## THE TASK
Copy out the stretch of the records from the line containing "Reviewer note: check that each instance of the cloudy" through the end of the records, changing every "keypoint" to "marker" and leaving everything else unchanged.

Stored data entries:
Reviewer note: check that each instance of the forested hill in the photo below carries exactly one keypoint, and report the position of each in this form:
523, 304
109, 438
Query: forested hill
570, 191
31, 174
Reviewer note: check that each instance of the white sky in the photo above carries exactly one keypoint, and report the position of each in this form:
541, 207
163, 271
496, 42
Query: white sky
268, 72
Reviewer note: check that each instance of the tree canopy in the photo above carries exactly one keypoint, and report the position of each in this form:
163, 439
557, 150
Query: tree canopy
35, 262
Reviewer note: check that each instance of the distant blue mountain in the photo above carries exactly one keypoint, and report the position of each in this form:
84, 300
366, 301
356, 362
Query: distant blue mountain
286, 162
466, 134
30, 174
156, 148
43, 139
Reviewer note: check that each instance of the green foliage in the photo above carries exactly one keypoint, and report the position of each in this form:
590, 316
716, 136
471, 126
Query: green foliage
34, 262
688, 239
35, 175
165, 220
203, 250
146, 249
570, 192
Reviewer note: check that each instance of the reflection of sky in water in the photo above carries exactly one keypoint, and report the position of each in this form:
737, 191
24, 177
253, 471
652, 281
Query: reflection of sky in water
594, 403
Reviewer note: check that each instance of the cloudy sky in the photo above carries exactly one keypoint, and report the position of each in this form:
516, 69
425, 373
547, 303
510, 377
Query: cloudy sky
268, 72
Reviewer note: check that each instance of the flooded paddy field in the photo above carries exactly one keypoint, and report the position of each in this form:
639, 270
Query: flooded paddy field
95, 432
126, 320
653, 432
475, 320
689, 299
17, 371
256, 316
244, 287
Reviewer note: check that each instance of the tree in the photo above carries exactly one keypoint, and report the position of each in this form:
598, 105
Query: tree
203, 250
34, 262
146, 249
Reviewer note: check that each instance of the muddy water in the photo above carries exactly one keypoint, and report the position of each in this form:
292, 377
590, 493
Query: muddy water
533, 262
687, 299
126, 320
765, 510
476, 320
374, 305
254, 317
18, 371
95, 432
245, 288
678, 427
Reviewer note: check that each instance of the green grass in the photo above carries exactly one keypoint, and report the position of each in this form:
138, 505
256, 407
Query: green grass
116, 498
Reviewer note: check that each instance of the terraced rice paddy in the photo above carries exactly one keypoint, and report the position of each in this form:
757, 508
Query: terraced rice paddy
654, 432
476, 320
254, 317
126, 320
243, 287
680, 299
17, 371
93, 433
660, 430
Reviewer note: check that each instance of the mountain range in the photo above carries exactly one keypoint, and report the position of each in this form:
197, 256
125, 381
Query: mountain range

## PROBLEM SOLUTION
Reviewer note: check that each instance of the cloudy sky in the photo above carries exactly one marker, and report the position of each in this form:
516, 69
425, 373
547, 303
510, 377
Query: cloudy sky
268, 72
Reviewer note: check that each instance of the flooded paddy field in the photo above carries exactly one marker, and report the position of each in this form:
639, 270
Query: flooded paddy field
95, 432
126, 320
653, 432
475, 320
689, 299
17, 371
256, 316
244, 287
Reviewer note: check that each instance of the tree in the photo above carries exactly one marker, and report the position of each in this form:
598, 105
Query: tree
203, 250
34, 262
146, 249
Reviewer note: check that each instance of the muddy water in the photo above carries exactly one marker, and report the position of each in this form:
292, 377
590, 493
Query: muddy water
533, 262
687, 299
126, 320
765, 510
476, 320
374, 305
254, 317
18, 371
95, 432
245, 288
678, 427
Reviewer note: check that each instance of the green grass in the photo above carries exactly one marker, and report the position of each in this form:
138, 505
256, 407
Query: green grass
116, 498
Reviewer note: check that each instance of the terraced rice paddy in the photo above carries exactly one marker, and report the position of each in this form:
757, 508
Query: terraced rice paddy
654, 432
476, 320
254, 317
126, 320
243, 287
680, 299
17, 371
93, 433
660, 430
Reviewer note: check that each instance of the mountain range in the photo above carries exactly one marker, and report the position of each in this form:
197, 256
125, 381
Query: mountain range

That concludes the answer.